(Extracted data entries)
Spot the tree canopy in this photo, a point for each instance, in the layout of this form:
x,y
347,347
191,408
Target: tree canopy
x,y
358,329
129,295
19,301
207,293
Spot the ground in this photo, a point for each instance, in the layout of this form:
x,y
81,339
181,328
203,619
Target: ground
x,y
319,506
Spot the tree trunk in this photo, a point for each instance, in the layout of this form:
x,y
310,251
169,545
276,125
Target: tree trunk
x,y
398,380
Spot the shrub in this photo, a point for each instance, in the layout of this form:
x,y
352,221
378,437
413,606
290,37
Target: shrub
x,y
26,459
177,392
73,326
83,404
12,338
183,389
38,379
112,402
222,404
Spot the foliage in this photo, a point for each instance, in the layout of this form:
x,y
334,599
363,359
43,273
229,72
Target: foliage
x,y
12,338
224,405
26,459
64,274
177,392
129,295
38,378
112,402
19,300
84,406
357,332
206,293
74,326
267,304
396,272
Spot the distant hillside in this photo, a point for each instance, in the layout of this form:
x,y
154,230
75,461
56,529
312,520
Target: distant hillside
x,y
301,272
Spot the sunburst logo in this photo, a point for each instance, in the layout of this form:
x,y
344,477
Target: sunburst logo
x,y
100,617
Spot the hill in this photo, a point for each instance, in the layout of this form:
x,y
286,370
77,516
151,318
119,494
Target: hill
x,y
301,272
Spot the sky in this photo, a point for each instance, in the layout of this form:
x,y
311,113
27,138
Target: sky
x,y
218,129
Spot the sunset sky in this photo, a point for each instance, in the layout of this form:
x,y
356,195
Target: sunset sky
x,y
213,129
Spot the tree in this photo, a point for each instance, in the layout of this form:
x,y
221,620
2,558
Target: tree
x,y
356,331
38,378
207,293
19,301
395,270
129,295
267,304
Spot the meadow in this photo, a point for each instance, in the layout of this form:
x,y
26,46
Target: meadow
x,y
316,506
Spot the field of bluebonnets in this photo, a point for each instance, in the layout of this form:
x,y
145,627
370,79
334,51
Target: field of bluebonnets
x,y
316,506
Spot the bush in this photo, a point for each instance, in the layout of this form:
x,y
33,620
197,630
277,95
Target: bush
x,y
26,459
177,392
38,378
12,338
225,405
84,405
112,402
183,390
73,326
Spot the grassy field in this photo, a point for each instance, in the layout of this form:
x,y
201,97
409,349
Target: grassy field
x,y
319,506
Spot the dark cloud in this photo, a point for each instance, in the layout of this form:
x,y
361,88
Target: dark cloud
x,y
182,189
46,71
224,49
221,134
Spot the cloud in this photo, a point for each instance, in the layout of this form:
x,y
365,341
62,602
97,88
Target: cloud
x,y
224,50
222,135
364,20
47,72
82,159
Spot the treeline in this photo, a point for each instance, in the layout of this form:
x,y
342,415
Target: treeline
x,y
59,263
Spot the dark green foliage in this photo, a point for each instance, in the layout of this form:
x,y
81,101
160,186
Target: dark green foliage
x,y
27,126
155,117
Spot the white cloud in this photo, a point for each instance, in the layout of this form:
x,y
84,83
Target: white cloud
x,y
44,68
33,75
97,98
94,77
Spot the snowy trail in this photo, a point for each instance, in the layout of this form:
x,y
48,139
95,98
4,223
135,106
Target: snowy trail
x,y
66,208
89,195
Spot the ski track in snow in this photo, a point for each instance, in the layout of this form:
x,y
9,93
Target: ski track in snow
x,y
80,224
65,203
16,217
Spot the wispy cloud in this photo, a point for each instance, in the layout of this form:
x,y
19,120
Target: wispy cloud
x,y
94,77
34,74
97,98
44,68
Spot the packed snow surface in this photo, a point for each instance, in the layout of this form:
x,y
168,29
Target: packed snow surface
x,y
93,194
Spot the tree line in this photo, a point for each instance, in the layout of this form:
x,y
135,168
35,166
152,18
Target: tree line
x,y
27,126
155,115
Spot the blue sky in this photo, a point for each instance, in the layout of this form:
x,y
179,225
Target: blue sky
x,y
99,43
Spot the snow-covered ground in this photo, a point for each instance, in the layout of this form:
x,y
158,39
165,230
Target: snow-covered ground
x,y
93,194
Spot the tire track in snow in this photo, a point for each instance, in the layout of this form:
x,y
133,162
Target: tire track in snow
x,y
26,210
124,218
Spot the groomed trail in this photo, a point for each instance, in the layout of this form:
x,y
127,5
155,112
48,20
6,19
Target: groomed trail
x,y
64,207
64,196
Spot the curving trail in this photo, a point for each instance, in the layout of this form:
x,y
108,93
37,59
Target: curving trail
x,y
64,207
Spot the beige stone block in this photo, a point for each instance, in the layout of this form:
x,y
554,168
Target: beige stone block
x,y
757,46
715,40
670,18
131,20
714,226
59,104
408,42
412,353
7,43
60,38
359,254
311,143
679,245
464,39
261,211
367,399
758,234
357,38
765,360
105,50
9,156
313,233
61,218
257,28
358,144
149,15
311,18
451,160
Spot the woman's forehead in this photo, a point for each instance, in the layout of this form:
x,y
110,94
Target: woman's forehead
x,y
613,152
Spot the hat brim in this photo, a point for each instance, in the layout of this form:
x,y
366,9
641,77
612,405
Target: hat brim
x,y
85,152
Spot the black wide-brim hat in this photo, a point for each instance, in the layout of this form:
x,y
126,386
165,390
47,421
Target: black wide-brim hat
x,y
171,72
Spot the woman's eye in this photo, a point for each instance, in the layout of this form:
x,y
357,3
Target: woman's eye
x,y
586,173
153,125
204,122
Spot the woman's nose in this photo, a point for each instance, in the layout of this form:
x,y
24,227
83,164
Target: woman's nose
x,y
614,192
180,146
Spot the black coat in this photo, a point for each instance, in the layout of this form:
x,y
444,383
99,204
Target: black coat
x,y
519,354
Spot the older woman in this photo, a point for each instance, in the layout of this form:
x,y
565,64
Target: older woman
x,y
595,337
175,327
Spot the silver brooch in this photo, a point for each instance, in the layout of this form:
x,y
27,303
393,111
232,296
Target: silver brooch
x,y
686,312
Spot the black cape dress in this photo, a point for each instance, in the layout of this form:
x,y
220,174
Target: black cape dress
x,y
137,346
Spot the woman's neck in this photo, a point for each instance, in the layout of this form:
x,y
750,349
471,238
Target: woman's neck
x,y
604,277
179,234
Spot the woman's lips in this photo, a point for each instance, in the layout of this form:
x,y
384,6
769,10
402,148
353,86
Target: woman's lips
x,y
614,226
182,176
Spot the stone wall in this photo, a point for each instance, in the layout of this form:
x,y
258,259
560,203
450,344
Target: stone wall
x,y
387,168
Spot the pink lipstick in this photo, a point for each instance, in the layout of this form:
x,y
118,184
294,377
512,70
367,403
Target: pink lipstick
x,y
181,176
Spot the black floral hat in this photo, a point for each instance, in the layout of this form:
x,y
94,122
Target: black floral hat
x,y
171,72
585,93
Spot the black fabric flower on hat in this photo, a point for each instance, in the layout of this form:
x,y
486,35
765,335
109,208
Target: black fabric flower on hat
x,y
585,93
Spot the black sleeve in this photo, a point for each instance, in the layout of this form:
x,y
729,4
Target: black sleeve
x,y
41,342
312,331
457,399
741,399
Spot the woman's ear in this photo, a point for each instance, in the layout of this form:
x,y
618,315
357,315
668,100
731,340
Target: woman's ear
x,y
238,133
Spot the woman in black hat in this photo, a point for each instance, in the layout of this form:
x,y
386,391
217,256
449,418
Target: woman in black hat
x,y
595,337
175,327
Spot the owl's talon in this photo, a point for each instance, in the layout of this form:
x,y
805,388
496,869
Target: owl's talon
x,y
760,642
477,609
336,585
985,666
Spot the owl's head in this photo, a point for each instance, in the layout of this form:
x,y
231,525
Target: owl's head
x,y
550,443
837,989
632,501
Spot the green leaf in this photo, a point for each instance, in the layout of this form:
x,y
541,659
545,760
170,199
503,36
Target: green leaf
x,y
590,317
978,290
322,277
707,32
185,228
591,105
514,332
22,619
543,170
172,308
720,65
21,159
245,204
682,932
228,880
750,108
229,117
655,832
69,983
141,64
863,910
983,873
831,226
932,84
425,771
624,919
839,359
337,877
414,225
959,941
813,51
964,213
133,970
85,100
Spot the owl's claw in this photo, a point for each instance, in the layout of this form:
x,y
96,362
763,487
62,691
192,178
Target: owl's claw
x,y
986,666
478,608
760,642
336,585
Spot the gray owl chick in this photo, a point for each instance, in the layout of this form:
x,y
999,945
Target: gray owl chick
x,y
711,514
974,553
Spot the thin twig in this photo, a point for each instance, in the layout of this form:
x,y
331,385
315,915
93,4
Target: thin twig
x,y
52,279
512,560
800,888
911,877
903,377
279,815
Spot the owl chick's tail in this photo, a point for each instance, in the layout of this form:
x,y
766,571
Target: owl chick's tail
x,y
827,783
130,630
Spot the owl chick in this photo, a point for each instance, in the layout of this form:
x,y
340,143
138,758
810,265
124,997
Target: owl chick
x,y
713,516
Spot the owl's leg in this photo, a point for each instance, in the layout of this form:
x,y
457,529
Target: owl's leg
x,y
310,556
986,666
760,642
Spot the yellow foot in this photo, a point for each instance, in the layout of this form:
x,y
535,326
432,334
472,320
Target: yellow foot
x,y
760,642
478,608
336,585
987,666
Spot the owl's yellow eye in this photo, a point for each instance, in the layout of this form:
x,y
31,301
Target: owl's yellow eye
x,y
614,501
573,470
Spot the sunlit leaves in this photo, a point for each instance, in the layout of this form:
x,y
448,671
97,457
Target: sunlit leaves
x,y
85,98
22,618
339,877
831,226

Exercise directions: Reproduce only the lines running from the one that contains "Spot the owl's claw" to the last line of the records.

Task result:
Spot the owl's claw in this photo, a point for each instance, in the layout of this form:
x,y
96,362
763,487
62,691
192,178
Target: owl's claw
x,y
986,666
478,608
760,642
336,585
Spot the gray owl chick in this photo, a point for each instance, in the layout of this form:
x,y
999,945
Target: gray owl chick
x,y
711,514
974,553
Spot the thin twig in this photo, a point for each instance, in the layout of this form:
x,y
331,385
315,915
93,4
Target: thin twig
x,y
52,279
512,560
800,888
911,877
903,377
279,815
Spot the owl chick's tail in this photo, a point for each instance, in the layout of this form:
x,y
766,571
Target: owl chick's tail
x,y
827,783
130,630
Spot the owl chick in this photo, a point for each instance, in the layout of this form:
x,y
340,143
138,758
810,265
124,997
Target: owl chick
x,y
713,516
Spot the owl's leg in this photo, a point for each instance, in the layout of this form:
x,y
457,529
Target: owl's leg
x,y
310,556
986,666
760,642
Spot the yellow foot in this photo, a point for each instance, in the layout of this form:
x,y
535,326
432,334
472,320
Target: yellow foot
x,y
760,642
478,608
336,585
987,666
Spot the owl's yellow eye in this photo, a point for each instance, in the layout of this form:
x,y
31,301
Target: owl's yellow eye
x,y
614,501
573,470
Spot the sunlit leaves in this photo, a point for each instance, in the layout of this form:
x,y
448,671
97,457
Target: sunlit leaves
x,y
85,98
22,618
339,877
831,226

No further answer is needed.